-- Prompt a --
Reproduce the biography of Micree Zhan word for word.

Micree Zhan or Zhan Ketuan (; born 29 January 1979) is a Chinese electronics engineer and businessman. He is the co-founder and CEO  (with Wu Jihan) of Bitmain, the world's largest computer chip company for cryptocurrency mining. In 2018, Hurun Report named him the richest cryptocurrency billionaire in the world. In 2019, Bloomberg ranked Zhan as the world's 9th richest self-made billionaire aged 40 or younger, with a net worth of US$5.2 billion.

Early life and education
Zhan Ketuan was born on 29 January 1979 in Minhou County, Fujian, China.

After graduating from Minhou No. 1 High School, he entered Shandong University, where he earned a bachelor's degree in electronics engineering in 2001. He then earned his master's degree in microelectronics engineering from the Institute of Microelectronics, Chinese Academy of Sciences in 2004.

Career
After earning his master's degree, Zhan worked as an engineer at the Information Technology Research Institute at Tsinghua University. He later started his own business making set-top boxes for television.

In 2013, Zhan met up with Wu Jihan, an enthusiast for cryptocurrency. After hours of discussion and research, Zhan agreed to start Bitmain with Wu. The company quickly grew into the world's largest computer chip company for bitcoin mining, reporting US$2.5 billion in revenue in 2017. As of 2018, Zhan owns 36% of Bitmain, and Wu 20%.

-- Prompt b --
Express the part of the records that opens with their first line and closes with the line containing "<point>52,236</point>", both included, as a Markdown table with the columns Row and Line. Number each line and leave out blank lines.

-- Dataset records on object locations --
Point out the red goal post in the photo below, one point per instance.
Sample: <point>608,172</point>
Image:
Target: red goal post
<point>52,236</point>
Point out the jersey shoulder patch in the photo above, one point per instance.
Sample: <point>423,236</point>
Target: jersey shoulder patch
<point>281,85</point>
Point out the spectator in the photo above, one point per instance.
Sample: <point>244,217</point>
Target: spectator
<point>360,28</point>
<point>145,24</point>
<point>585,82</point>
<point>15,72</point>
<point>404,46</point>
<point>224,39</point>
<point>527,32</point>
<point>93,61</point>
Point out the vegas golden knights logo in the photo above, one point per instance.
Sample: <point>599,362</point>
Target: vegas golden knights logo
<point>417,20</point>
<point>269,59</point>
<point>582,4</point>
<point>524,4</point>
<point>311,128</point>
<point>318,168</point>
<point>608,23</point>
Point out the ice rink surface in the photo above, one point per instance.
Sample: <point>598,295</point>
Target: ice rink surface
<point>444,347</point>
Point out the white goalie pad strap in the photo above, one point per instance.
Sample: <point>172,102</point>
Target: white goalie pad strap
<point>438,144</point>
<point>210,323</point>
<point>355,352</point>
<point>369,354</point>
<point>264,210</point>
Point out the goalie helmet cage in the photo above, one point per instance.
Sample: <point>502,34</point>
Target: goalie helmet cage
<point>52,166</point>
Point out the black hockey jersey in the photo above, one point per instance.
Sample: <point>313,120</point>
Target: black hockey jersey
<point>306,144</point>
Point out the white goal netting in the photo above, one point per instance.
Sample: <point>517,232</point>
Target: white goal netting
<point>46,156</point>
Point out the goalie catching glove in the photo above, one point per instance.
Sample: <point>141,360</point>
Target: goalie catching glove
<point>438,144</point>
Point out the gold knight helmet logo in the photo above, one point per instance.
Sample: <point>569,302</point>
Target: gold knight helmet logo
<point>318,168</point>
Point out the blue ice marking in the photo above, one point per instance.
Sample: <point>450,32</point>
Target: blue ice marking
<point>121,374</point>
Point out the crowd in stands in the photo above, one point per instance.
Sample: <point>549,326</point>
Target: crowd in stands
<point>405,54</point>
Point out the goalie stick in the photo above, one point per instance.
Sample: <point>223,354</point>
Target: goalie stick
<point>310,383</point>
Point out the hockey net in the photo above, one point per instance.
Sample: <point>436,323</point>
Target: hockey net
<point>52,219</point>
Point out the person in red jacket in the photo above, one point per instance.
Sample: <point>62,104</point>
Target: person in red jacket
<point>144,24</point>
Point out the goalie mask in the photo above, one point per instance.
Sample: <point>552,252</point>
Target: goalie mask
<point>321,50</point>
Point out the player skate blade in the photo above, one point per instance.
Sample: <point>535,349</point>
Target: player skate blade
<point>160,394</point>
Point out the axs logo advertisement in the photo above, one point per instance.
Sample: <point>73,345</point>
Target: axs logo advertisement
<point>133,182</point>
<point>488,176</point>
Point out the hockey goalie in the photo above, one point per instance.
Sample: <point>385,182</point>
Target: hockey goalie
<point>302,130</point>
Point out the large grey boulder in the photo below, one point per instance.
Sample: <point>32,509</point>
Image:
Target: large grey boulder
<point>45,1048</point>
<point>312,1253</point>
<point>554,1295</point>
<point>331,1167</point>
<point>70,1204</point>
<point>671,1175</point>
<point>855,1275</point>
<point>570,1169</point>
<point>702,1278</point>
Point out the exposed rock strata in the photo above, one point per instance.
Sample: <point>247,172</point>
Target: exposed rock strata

-- Worked solution a --
Micree Zhan or Zhan Ketuan (; born 29 January 1979) is a Chinese electronics engineer and businessman. He is the co-founder and CEO  (with Wu Jihan) of Bitmain, the world's largest computer chip company for cryptocurrency mining. In 2018, Hurun Report named him the richest cryptocurrency billionaire in the world. In 2019, Bloomberg ranked Zhan as the world's 9th richest self-made billionaire aged 40 or younger, with a net worth of US$5.2 billion.

Early life and education
Zhan Ketuan was born on 29 January 1979 in Minhou County, Fujian, China.

After graduating from Minhou No. 1 High School, he entered Shandong University, where he earned a bachelor's degree in electronics engineering in 2001. He then earned his master's degree in microelectronics engineering from the Institute of Microelectronics, Chinese Academy of Sciences in 2004.

Career
After earning his master's degree, Zhan worked as an engineer at the Information Technology Research Institute at Tsinghua University. He later started his own business making set-top boxes for television.

In 2013, Zhan met up with Wu Jihan, an enthusiast for cryptocurrency. After hours of discussion and research, Zhan agreed to start Bitmain with Wu. The company quickly grew into the world's largest computer chip company for bitcoin mining, reporting US$2.5 billion in revenue in 2017. As of 2018, Zhan owns 36% of Bitmain, and Wu 20%.

-- Worked solution b --
| Row | Line |
|---|---|
| 1 | Point out the red goal post in the photo below, one point per instance. |
| 2 | Sample: <point>608,172</point> |
| 3 | Image: |
| 4 | Target: red goal post |
| 5 | <point>52,236</point> |